→ RECORDS SUPPLIED:

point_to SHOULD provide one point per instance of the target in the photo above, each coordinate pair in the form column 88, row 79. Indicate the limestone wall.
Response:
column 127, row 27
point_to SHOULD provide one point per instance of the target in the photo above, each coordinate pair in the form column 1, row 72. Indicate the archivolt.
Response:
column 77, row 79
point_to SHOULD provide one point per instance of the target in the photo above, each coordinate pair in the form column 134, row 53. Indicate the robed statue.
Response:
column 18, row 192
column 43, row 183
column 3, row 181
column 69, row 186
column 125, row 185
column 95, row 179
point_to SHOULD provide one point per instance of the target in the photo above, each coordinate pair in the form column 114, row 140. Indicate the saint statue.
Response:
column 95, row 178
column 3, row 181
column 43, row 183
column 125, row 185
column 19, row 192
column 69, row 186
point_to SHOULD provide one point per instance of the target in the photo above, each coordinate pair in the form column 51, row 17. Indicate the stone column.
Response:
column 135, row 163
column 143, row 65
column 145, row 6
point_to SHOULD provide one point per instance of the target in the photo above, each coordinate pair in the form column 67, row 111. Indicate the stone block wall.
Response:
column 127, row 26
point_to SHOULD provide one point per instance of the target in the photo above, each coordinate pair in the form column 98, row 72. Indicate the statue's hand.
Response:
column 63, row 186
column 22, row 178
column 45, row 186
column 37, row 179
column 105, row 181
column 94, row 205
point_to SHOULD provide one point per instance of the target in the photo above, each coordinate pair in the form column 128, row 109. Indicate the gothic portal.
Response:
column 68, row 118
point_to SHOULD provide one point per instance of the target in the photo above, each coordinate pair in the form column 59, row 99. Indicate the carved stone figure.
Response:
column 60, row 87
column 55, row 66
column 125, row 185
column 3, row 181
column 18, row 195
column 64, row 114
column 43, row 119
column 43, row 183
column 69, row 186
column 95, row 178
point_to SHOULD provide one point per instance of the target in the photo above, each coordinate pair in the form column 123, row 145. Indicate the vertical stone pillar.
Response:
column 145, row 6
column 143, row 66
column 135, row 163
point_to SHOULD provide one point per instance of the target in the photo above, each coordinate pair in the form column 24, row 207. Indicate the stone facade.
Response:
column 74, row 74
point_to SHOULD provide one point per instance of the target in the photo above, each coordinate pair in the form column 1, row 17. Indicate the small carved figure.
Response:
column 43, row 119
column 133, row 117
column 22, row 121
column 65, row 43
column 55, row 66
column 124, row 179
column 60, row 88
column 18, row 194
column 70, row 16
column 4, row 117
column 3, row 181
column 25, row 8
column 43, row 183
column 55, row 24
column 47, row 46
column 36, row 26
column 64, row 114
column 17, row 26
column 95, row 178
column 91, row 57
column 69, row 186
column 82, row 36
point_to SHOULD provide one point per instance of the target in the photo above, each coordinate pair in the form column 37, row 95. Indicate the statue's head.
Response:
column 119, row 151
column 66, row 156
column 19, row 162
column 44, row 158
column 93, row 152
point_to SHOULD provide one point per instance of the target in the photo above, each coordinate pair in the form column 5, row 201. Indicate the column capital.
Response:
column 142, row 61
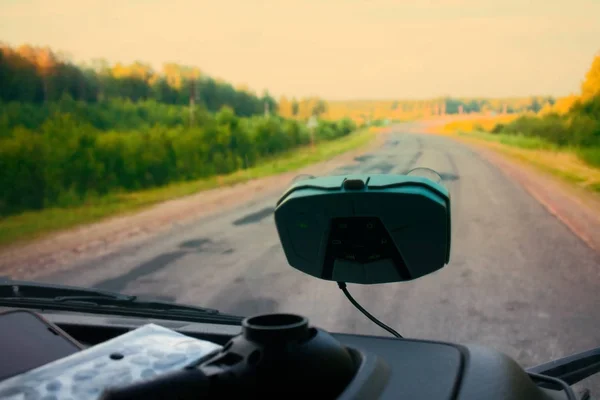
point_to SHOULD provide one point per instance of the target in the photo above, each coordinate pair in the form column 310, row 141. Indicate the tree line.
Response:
column 67, row 160
column 574, row 121
column 38, row 75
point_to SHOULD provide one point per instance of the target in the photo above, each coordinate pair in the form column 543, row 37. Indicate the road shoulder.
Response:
column 57, row 252
column 577, row 208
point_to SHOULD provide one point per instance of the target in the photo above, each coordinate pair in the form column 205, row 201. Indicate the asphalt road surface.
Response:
column 518, row 279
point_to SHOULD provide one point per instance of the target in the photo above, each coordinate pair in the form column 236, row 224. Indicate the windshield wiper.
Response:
column 69, row 298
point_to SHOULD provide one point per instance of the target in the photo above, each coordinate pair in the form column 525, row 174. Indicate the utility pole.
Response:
column 192, row 100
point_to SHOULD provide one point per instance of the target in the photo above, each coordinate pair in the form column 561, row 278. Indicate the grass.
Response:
column 484, row 123
column 30, row 225
column 574, row 165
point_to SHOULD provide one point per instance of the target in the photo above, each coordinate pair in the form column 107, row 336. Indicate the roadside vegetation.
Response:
column 563, row 138
column 32, row 224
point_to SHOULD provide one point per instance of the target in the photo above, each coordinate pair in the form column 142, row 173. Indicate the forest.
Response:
column 69, row 134
column 572, row 122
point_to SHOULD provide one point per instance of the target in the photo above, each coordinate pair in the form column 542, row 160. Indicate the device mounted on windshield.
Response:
column 365, row 229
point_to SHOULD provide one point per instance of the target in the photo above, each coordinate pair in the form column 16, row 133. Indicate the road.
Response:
column 518, row 279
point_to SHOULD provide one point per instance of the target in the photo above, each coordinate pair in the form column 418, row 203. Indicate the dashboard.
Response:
column 417, row 368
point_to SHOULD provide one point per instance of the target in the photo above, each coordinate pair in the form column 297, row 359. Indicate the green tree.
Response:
column 591, row 84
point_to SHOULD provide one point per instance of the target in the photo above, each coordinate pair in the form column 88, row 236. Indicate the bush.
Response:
column 580, row 127
column 65, row 159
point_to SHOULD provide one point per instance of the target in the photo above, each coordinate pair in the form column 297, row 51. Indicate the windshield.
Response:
column 144, row 145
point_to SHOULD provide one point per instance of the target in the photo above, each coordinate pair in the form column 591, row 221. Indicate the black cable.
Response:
column 548, row 379
column 342, row 286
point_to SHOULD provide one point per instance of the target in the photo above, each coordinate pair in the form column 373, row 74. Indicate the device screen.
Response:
column 27, row 342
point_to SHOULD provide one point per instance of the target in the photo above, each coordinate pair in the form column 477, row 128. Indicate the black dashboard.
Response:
column 417, row 369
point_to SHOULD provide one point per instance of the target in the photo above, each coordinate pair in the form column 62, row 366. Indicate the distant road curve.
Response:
column 519, row 279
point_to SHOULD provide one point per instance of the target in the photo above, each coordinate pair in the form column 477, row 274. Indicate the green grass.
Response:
column 590, row 155
column 30, row 225
column 523, row 142
column 578, row 166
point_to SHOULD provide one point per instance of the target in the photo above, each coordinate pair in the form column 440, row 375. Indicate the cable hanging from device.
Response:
column 555, row 381
column 342, row 286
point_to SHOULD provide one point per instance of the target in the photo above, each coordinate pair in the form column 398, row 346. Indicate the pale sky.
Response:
column 337, row 49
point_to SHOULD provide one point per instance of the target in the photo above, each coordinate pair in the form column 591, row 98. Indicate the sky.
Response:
column 336, row 49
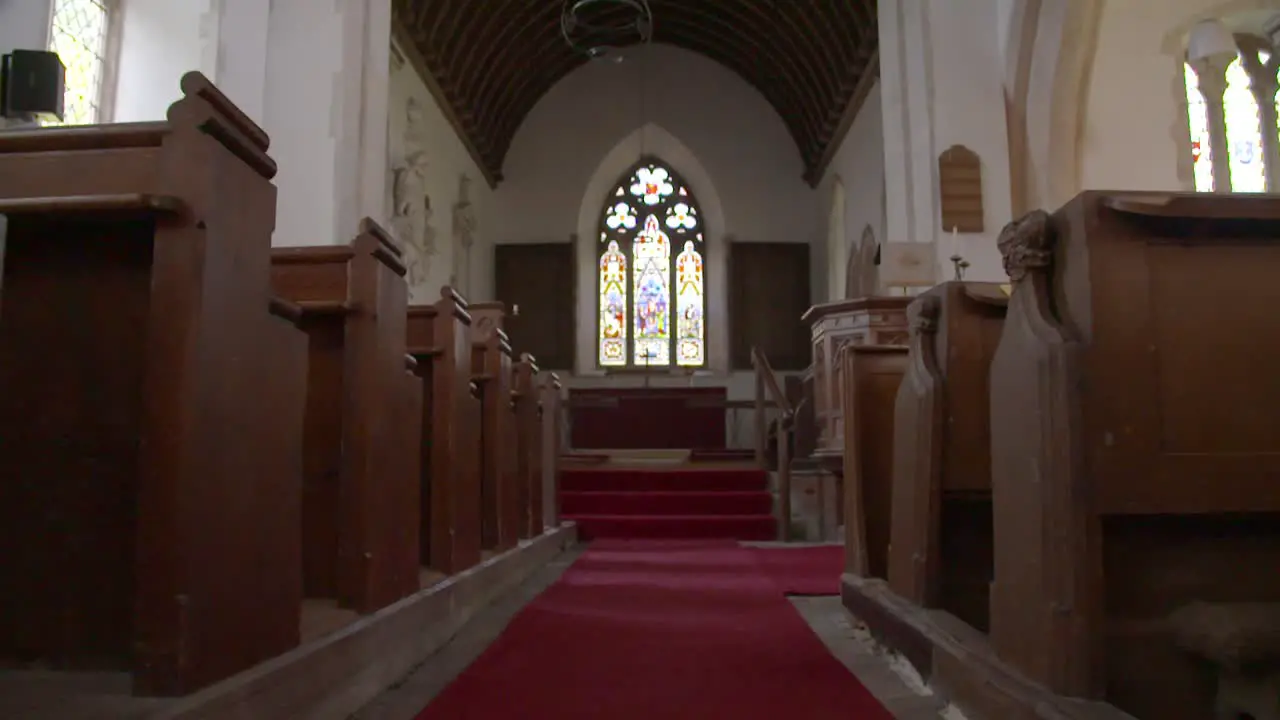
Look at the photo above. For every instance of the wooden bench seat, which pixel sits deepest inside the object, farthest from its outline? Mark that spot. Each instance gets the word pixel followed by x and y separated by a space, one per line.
pixel 146 483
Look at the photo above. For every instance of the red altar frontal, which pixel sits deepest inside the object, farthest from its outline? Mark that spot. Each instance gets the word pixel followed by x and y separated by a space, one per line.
pixel 647 418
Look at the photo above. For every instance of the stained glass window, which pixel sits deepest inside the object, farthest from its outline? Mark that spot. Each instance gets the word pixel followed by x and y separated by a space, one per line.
pixel 652 278
pixel 1243 132
pixel 1202 149
pixel 78 35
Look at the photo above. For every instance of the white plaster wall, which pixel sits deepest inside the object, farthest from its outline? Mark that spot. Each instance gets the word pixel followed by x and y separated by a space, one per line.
pixel 859 165
pixel 969 109
pixel 447 160
pixel 709 124
pixel 24 24
pixel 160 40
pixel 942 85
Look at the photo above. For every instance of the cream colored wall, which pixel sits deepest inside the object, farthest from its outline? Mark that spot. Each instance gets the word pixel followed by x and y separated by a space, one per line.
pixel 856 178
pixel 447 162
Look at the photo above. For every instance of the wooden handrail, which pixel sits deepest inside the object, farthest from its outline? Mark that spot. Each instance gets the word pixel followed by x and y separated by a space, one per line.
pixel 767 384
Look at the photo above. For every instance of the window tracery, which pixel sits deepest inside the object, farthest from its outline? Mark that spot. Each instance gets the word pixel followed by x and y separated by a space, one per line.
pixel 652 273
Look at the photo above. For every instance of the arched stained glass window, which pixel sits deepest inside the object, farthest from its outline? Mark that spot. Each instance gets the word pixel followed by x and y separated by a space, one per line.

→ AIM OF THE EXERCISE:
Render as a JSON list of strings, one per line with blank lines left out, everything from the line containing "the black cable." down to the line containing "column 27, row 342", both included.

→ FINISHED ANSWER:
[
  "point_to SHOULD provide one point per instance of the target in the photo above, each coordinate pair in the form column 591, row 221. Indicate the black cable.",
  "Response:",
  "column 548, row 379",
  "column 342, row 286",
  "point_to SHOULD provide one point per instance of the target in the photo above, each coordinate pair in the form column 373, row 74. Indicate the device screen.",
  "Response:",
  "column 27, row 342"
]